▶ **YOUR TASK**:
Please rewrite the passage of the bile reflux text starting at "You can also" and ending at "to your body.", with "stomach ulcers" in place of "peptic ulcers".

▶ **SOURCE TEXT**:
────

Living with Bile Reflux Disease: When Your Stomach Hates You
What Is Bile Reflux Disease?
Many people in general conversation will acknowledge GERD or acid reflux disease. However, when I mention that I have bile reflux disease, the eyebrows raise in prelude of the barrage of questions. To me, it is a physical nightmare plagued with pain, days off from work, loved ones looking at you with hopeless concern, and, my favorite (and I mean this with complete sarcasm), a barrage of doctor visits usually plagued by the feeling the doctor doesn't believe you.
It is real and, for the most part, life-altering. When my gastric doctor first told me I had it, I wasn't sure what it was. You see, he didn't really explain. I had to go on my computer, look it up, and learn for myself. According to the Mayo Clinic, bile is caused when bile from your small intestine back flows into your stomach. For me, this causes my stomach to go into violent spasms. Think of it like the feeling the neighborhood boys had as kids when they would have fun punching each other in the stomach. While we're eating, we tend not to pay attention to every time we swallow. As soon as we do, we are already chewing the next bite. With bile reflux, you feel every bite hit your stomach. The first time this happened to me, it scared my family to pieces because I doubled over with every bite I took. Hence, an emergency room visit shortly followed.
This condition happened to me because I had my gallbladder removed years ago. Now I no longer have the organ to store digestive fluids from my liver. This does not happen to everyone who has had his or her gallbladder removed. There are many people I know who live perfectly happy lives without this tiny robin's-egg-blue organ. However, I do not happen to be one of those people.
You can also develop bile reflux disease from having gastric bypass surgery or peptic ulcers. Therefore, do not think that this condition is exclusive to people without gallbladders.
Symptoms of bile reflux disease are very simple and short. However, each one packs a powerful punch to your body.
1. Unintended Weight Loss: This is the most devastating one, in my opinion. I am not a very big person to begin with. For a person my size to drop 20 lbs. in nothing flat is not uncommon. This can be very dangerous for me and weakens my body. It takes months to regain what I can before the next episode hits me. Then I have to do it all over again. It is a vicious cycle. If you are unfortunate to be a tiny person like me, you get many people calling you anorexic or bulimic. I am neither of those. It is a fight I have to monitor with a weight scale daily. Up means I am progressing and my medicines are working. If my weight starts to drop, my digestive fluids are attacking me, and an episode will follow shortly.
2. Nausea: Everyone feels sick to their stomach at some point. However with bile reflux disease, you are sick to your stomach all the time.
3. Vomiting Bile: If you do throw up, there is no content to it, just greenish yellow bile that burns. Unfortunately if you start throwing up, you can't stop, and your stomach is already in spasms.

────

Rows from a data collection
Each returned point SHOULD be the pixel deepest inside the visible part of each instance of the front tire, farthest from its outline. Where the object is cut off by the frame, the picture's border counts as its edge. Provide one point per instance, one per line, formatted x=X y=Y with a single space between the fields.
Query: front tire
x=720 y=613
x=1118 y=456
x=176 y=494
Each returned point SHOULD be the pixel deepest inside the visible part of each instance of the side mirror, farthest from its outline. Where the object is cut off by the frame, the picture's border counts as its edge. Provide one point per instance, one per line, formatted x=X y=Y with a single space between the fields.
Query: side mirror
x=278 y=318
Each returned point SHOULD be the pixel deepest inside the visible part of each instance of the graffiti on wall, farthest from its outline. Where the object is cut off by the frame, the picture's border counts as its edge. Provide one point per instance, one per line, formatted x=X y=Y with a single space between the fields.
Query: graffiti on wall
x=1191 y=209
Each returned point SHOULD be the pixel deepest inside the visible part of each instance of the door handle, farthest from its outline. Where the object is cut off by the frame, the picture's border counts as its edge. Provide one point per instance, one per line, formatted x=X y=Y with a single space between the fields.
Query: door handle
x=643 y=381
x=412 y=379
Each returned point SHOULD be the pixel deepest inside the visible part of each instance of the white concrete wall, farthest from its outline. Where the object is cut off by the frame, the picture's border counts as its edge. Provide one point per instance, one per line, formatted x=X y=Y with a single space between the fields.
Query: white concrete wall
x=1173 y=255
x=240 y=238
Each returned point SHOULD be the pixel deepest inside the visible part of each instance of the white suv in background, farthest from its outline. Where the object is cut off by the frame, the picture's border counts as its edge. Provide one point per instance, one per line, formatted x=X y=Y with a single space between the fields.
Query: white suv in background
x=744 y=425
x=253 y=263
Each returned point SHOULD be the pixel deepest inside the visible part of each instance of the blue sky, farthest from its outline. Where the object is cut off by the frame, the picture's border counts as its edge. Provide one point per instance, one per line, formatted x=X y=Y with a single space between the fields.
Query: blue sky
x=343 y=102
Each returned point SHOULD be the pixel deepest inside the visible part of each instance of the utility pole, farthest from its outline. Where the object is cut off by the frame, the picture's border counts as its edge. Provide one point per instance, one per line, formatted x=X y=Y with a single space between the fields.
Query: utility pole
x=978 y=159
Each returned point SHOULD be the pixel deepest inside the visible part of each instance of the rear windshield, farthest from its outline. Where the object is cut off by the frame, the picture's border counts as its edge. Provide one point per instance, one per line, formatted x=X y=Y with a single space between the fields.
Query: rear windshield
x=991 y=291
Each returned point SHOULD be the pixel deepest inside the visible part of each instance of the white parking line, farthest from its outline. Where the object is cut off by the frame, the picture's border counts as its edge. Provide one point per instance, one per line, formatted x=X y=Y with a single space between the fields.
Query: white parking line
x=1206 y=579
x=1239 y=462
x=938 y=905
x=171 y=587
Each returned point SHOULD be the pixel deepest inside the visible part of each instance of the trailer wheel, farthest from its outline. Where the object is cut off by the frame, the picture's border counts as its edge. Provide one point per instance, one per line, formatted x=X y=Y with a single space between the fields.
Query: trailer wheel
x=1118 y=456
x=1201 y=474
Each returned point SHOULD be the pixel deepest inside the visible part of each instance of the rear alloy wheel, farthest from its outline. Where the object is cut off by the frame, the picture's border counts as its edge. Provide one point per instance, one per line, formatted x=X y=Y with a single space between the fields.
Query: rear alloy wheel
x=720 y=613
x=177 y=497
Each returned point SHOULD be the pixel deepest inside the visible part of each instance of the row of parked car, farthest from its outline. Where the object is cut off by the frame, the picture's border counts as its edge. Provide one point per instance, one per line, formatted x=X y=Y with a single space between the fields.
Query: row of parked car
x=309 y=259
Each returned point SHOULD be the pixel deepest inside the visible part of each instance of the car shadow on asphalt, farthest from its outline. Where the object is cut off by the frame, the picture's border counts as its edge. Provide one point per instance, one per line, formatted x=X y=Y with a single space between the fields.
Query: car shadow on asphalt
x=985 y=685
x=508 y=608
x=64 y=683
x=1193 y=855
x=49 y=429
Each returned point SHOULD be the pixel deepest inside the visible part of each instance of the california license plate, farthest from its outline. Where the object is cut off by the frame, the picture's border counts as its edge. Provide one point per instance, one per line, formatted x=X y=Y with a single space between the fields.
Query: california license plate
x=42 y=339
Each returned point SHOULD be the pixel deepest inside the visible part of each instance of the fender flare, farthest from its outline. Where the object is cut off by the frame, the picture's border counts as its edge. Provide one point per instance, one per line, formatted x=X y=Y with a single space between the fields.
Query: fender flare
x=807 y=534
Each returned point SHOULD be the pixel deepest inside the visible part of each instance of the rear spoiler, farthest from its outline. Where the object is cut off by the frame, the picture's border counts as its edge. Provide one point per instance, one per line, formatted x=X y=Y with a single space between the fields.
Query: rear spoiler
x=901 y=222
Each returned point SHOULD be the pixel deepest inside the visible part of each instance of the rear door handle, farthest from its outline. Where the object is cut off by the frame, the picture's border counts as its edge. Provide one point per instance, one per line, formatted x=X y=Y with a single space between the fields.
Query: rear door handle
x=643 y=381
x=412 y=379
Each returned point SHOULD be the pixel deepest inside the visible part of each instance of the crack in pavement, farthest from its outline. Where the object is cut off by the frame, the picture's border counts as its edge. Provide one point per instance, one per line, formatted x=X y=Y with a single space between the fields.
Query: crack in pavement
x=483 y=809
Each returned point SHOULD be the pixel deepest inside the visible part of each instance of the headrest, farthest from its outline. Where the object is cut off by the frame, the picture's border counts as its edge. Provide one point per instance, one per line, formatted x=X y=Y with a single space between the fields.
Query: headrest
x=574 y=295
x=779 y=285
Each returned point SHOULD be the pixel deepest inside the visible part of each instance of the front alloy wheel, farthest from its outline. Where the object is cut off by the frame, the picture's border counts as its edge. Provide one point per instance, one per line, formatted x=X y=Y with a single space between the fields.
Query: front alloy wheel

────

▶ **RESPONSE AREA**:
You can also develop bile reflux disease from having gastric bypass surgery or stomach ulcers. Therefore, do not think that this condition is exclusive to people without gallbladders.
Symptoms of bile reflux disease are very simple and short. However, each one packs a powerful punch to your body.